◆ EXCERPTED TEXT ◆
- Opening Delimiter -

Where Pith is reading between the lines
- If the optimizations hold on other medical topics, they could reduce the need for larger models in specialized QA tasks.
- Testing the pipeline on questions drawn directly from clinical records rather than a custom set would clarify real-world transfer.
- The accuracy delta might compound if the optimized retrieval is combined with model fine-tuning on biomedical text.
Load-bearing premise
The custom dataset is representative of real cancer patient questions and the measured accuracy gains are produced by the three optimizations rather than by how the dataset was built or evaluated.
What would settle it
Running the same optimized pipeline and baselines on an independently gathered collection of actual cancer patient questions and observing no accuracy improvement would falsify the claim.
Figures
read the original abstract
Retrieval-augmented generation (RAG) mitigates hallucination in Large Language Models (LLMs) by using query pipelines to retrieve relevant external information and grounding responses in retrieved knowledge. However, query pipeline optimization for cancer patient question-answering (CPQA) systems requires separately optimizing multiple components with domain-specific considerations. We propose a novel three-aspect optimization approach for the RAG query pipeline in CPQA systems, utilizing public biomedical databases like PubMed and PubMed Central. Our optimization includes: (1) document retrieval, utilizing a comparative analysis of NCBI resources and introducing Hybrid Semantic Real-time Document Retrieval (HSRDR); (2) passage retrieval, identifying optimal pairings of dense retrievers and rerankers; and (3) semantic representation, introducing Semantic Enhanced Overlap Segmentation (SEOS) for improved contextual understanding. On a custom-developed dataset tailored for cancer-related inquiries, our optimized RAG approach improved the answer accuracy of Claude-3-haiku by 5.24% over chain-of-thought prompting and about 3% over a naive RAG setup. This study highlights the importance of domain-specific query optimization in realizing the full potential of RAG and provides a robust framework for building more accurate and reliable CPQA systems, advancing the development of RAG-based biomedical systems.
Editorial analysis
A structured set of objections, weighed in public.
Referee Report
Summary. The manuscript proposes a three-aspect optimization framework for RAG query pipelines in cancer patient question-answering systems. It introduces Hybrid Semantic Real-time Document Retrieval (HSRDR) using NCBI resources, identifies optimal dense retriever-reranker pairings for passage retrieval, and presents Semantic Enhanced Overlap Segmentation (SEOS) for semantic representation. On a custom-developed dataset of cancer-related inquiries, the optimized pipeline is reported to improve answer accuracy of Claude-3-haiku by 5.24% relative to chain-of-thought prompting and approximately 3% relative to a naive RAG baseline.
Significance. If the reported gains prove robust and causally attributable to the three proposed components, the work would supply a practical, domain-specific template for RAG optimization in biomedical QA. The emphasis on public biomedical corpora (PubMed, PubMed Central) and the explicit separation of document-level, passage-level, and segmentation-level choices are potentially useful for practitioners. At present, however, the absence of dataset statistics, metric definitions, and component ablations prevents any such assessment.

- Closing Delimiter -

(Referring-expression pointing data)

- Opening Delimiter -

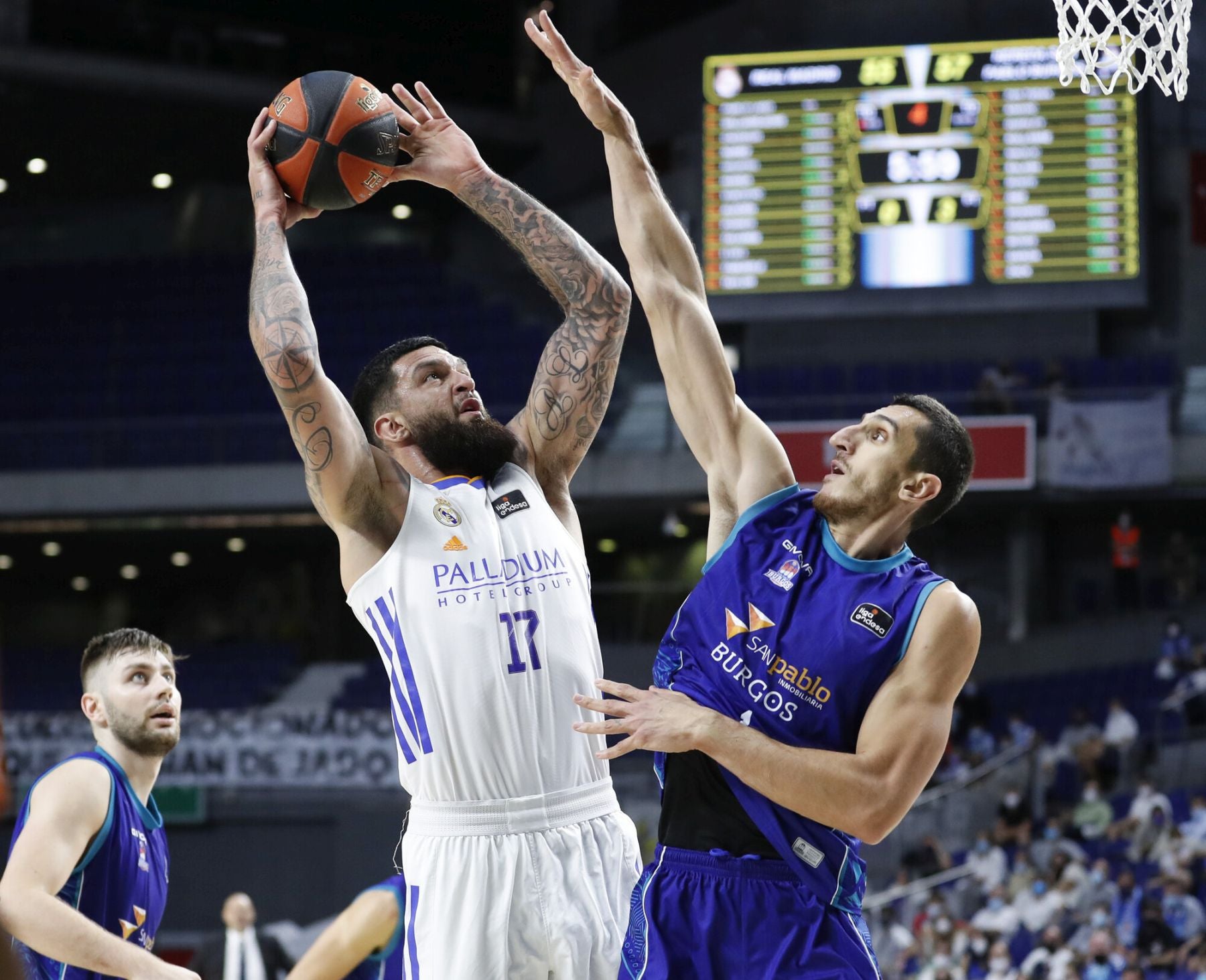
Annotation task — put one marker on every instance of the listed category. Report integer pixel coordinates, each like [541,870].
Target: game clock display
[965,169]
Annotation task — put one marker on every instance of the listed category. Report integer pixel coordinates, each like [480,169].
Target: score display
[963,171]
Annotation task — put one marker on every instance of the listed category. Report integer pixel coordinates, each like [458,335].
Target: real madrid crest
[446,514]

- Closing Delimiter -
- Opening Delimiter -

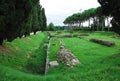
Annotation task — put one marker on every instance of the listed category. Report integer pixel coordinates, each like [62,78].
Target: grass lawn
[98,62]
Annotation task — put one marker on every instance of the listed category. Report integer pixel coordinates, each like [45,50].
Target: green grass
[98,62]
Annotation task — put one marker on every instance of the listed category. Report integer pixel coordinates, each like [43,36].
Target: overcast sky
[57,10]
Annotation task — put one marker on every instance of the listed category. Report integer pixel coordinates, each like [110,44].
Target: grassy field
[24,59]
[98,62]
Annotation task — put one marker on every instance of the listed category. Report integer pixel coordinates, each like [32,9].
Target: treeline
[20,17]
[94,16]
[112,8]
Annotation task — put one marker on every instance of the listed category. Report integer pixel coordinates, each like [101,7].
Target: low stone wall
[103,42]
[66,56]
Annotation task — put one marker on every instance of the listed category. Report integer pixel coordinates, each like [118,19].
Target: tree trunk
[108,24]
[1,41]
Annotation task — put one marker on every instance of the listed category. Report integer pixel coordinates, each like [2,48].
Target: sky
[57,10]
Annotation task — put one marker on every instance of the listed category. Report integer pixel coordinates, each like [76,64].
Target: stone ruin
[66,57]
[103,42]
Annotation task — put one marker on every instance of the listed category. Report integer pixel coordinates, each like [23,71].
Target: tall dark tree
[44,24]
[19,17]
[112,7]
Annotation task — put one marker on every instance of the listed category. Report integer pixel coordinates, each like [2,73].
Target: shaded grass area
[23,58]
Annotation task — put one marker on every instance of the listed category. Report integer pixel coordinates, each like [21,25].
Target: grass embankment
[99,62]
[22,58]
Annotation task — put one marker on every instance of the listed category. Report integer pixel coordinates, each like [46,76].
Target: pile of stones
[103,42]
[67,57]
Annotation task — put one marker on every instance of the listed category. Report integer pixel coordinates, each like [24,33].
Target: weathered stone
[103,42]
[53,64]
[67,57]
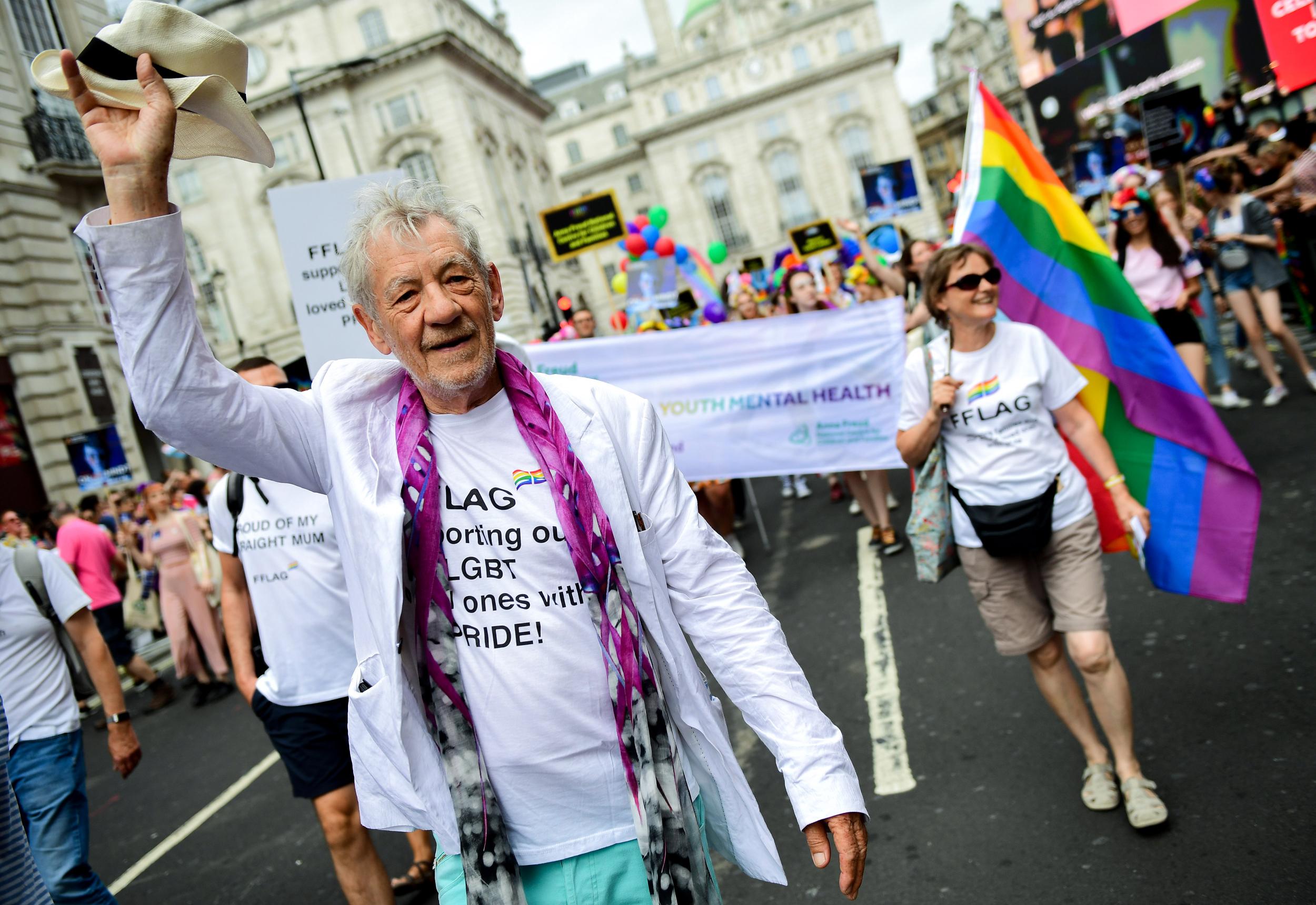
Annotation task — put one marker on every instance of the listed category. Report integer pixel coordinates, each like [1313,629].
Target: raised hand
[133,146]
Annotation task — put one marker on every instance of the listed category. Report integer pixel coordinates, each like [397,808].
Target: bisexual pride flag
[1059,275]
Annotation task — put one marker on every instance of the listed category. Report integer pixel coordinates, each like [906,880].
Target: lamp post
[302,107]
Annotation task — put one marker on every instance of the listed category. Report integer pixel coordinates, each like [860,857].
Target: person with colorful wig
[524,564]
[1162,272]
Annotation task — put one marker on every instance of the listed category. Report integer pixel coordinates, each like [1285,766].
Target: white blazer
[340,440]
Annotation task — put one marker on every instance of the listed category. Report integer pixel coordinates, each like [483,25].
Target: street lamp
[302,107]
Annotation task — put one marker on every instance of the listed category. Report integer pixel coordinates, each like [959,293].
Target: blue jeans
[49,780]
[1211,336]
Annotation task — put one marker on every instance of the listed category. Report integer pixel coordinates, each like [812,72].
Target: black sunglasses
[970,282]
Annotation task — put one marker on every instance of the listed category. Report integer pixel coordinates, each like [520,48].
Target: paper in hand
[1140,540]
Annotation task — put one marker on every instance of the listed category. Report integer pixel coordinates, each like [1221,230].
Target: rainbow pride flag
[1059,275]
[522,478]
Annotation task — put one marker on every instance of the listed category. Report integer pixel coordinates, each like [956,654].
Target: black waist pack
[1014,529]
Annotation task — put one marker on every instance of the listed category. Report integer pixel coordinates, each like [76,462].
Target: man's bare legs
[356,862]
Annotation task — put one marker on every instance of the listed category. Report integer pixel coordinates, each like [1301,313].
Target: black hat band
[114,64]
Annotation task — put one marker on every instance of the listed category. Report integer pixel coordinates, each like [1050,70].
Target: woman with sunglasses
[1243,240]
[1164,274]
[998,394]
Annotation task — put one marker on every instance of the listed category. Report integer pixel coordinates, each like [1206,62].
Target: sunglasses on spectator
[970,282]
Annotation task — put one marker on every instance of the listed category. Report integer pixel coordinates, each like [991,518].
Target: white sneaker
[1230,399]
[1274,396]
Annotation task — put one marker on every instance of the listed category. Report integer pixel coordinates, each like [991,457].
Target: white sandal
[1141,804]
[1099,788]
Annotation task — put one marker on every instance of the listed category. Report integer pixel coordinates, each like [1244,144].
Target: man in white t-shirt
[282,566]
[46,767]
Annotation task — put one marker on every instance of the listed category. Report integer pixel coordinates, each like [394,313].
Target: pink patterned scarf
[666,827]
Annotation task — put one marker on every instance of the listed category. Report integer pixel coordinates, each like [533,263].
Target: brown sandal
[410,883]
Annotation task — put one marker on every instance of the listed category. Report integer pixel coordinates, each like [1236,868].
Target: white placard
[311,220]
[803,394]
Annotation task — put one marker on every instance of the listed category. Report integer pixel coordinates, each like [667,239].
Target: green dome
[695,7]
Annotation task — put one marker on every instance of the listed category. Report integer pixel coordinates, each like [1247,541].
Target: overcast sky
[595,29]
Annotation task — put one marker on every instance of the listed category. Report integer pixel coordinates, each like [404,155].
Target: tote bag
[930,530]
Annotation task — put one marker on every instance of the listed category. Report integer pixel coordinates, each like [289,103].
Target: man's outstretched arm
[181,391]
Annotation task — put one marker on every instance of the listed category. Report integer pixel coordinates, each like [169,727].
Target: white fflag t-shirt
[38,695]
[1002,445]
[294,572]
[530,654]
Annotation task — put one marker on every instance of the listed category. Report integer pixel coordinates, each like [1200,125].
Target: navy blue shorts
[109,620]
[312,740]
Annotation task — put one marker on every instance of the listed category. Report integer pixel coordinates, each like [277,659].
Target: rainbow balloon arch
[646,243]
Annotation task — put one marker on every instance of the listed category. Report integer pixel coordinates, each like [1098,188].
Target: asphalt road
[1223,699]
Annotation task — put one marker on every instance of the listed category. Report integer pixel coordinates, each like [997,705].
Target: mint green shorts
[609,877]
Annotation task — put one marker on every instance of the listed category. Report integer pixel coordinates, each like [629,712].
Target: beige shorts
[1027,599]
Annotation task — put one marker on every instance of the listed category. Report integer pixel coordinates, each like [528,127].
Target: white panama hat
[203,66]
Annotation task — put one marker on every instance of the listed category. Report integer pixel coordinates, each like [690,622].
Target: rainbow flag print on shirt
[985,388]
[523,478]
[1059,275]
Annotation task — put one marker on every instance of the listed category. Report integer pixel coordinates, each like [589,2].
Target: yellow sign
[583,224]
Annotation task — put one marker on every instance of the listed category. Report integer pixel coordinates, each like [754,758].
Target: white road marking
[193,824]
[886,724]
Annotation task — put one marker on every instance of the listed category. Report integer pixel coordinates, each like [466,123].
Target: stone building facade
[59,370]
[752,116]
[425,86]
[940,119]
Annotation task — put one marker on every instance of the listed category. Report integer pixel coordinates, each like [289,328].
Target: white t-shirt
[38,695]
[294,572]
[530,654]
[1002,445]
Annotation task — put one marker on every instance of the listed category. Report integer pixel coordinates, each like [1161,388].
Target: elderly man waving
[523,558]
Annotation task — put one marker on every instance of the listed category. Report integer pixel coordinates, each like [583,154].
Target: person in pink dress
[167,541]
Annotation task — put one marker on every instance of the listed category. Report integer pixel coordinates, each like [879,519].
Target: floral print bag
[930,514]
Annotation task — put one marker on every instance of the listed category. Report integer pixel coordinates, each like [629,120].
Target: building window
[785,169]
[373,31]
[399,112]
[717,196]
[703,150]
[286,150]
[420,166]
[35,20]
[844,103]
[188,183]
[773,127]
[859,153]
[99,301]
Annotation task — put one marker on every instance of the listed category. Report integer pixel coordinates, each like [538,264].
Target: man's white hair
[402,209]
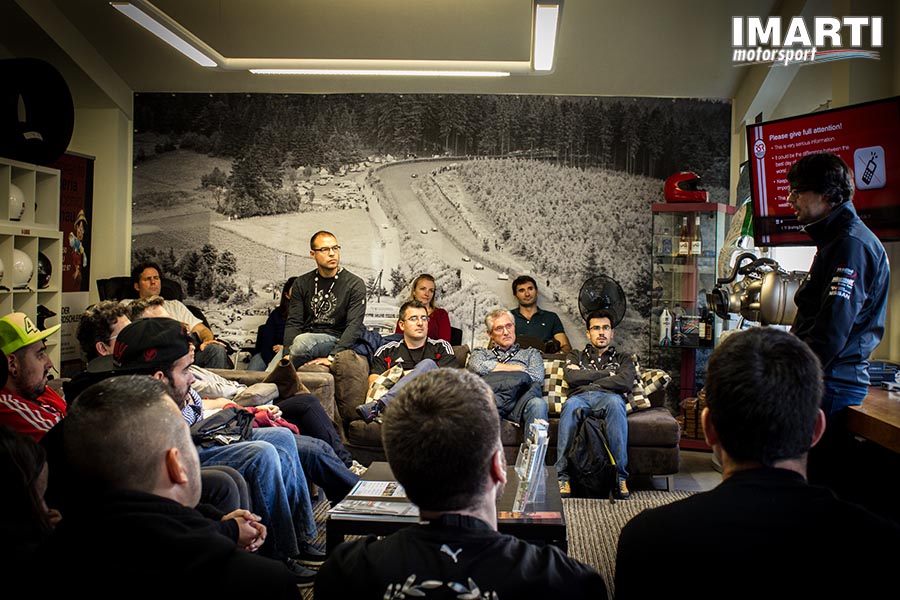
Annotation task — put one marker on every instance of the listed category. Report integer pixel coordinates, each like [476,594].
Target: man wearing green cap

- Closing Delimiter -
- Opening Delimiter -

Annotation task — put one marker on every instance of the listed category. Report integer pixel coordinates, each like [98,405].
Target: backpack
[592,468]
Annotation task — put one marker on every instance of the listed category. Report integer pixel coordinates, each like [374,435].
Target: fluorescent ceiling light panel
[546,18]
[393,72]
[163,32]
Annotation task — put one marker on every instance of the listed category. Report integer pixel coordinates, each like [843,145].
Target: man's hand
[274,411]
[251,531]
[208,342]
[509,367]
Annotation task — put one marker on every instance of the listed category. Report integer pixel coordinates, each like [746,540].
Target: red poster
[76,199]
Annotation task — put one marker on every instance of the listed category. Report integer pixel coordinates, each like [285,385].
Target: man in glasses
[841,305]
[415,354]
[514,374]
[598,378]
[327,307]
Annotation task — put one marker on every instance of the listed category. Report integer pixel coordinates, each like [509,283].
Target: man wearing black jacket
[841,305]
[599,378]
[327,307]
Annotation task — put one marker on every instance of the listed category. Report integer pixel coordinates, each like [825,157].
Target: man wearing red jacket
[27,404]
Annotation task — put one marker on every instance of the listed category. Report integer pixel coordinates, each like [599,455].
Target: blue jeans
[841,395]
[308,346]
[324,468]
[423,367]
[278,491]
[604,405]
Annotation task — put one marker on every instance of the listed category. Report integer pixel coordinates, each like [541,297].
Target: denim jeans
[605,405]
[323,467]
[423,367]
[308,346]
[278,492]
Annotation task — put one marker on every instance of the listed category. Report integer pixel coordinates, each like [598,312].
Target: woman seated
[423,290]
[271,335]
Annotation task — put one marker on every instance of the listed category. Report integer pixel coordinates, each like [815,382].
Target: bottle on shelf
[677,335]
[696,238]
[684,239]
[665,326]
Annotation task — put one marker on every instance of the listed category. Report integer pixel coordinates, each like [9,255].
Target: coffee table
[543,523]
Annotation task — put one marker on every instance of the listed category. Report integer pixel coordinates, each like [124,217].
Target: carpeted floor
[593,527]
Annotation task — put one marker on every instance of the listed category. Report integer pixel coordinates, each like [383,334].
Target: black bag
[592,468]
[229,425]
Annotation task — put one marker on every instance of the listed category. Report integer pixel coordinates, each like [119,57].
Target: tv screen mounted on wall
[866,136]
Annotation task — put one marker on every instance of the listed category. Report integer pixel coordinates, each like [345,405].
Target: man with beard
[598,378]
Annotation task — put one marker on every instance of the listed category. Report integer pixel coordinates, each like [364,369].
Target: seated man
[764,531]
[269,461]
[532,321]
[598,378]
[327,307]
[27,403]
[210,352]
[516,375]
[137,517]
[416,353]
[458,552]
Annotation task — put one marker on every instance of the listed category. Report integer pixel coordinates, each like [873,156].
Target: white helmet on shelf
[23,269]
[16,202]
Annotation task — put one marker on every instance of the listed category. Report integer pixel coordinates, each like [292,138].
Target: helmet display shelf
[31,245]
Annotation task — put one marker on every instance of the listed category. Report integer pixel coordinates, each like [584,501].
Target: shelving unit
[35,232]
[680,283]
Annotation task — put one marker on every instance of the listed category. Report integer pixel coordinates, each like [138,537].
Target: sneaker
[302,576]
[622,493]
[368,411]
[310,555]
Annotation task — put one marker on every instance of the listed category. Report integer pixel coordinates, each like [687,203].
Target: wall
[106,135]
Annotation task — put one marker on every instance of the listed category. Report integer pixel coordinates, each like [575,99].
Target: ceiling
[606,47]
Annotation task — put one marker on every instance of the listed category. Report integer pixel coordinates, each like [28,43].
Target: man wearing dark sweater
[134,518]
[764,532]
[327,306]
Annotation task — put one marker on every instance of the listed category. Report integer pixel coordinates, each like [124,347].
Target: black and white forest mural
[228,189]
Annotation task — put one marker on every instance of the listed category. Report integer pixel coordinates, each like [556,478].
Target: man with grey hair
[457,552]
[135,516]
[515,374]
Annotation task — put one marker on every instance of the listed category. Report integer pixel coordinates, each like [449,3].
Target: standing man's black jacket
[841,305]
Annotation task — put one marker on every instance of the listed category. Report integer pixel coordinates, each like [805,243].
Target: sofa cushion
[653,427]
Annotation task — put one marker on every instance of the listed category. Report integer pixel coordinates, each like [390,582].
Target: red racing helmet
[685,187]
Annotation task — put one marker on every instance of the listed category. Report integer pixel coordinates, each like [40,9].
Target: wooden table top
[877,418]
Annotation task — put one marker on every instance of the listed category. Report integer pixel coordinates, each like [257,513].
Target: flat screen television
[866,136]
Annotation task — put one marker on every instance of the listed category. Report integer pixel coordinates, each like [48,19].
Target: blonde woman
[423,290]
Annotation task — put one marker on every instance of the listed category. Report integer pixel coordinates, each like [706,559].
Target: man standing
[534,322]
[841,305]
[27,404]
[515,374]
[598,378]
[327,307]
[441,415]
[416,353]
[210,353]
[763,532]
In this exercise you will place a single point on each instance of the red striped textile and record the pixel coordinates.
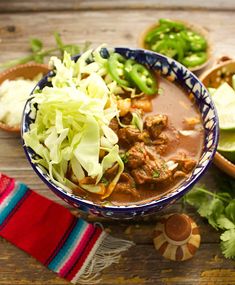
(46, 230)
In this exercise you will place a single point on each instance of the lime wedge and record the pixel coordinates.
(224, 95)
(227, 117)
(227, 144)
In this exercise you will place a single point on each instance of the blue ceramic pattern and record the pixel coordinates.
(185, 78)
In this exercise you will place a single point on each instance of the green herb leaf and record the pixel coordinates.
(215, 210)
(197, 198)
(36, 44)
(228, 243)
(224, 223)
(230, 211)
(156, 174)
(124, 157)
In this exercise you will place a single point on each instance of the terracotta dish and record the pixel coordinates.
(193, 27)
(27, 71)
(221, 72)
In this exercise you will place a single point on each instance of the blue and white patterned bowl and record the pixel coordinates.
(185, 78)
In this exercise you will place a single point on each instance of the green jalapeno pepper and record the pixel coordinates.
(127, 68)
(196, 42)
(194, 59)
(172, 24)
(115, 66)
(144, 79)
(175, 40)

- Closing Delimiter -

◆ EXERCISES ◆
(a) In the excerpt on RAG for cancer patient question answering, by what percentage did the optimized approach improve Claude-3-haiku's answer accuracy over chain-of-thought prompting?
(b) Extend the excerpt on RAG for cancer patient question answering, picking up after its final sentence.

◆ ANSWERS FOR THIS EXERCISE ◆
(a) 5.24%

(b)
major comments (3)
- [Abstract] Abstract: the headline claim of a 5.24 % accuracy lift is stated without any accompanying information on dataset size, question provenance, ground-truth construction, inter-annotator agreement, or the precise definition of “answer accuracy” (exact match, LLM-as-judge, human rating, etc.). These omissions make it impossible to determine whether the observed deltas are driven by the three optimizations or by dataset-construction or evaluation artifacts.
- [Results] Results / Evaluation section: the three proposed components (HSRDR, retriever-reranker pairings, SEOS) are never ablated against one another on a fixed test set. Consequently it is impossible to isolate which component, if any, accounts for the reported improvement over the naive RAG baseline.
- [Methods] Methods: no statistical tests, confidence intervals, or controls for prompt leakage or dataset leakage are described, leaving the 3 % and 5.24 % deltas without evidence of statistical reliability or causal attribution.
minor comments (2)
- [Abstract] The manuscript should supply a clear, reproducible definition of the accuracy metric and release (or at minimum describe in detail) the custom dataset so that the empirical claims can be verified.
- [Methods] Notation for the three optimization stages (HSRDR, SEOS) is introduced without an accompanying diagram or pseudocode that would clarify their integration into a single query pipeline.
Simulated Author's Rebuttal
We thank the referee for the constructive and detailed feedback. We address each major comment below and will revise the manuscript to improve transparency, add missing analyses, and strengthen the evaluation section.
read point-by-point responses
-
Referee: [Abstract] Abstract: the headline claim of a 5.24 % accuracy lift is stated without any accompanying information on dataset size, question provenance, ground-truth construction, inter-annotator agreement, or the precise definition of “answer accuracy” (exact match, LLM-as-judge, human rating, etc.). These omissions make it impossible to determine whether the observed deltas are driven by the three optimizations or by dataset-construction or evaluation artifacts.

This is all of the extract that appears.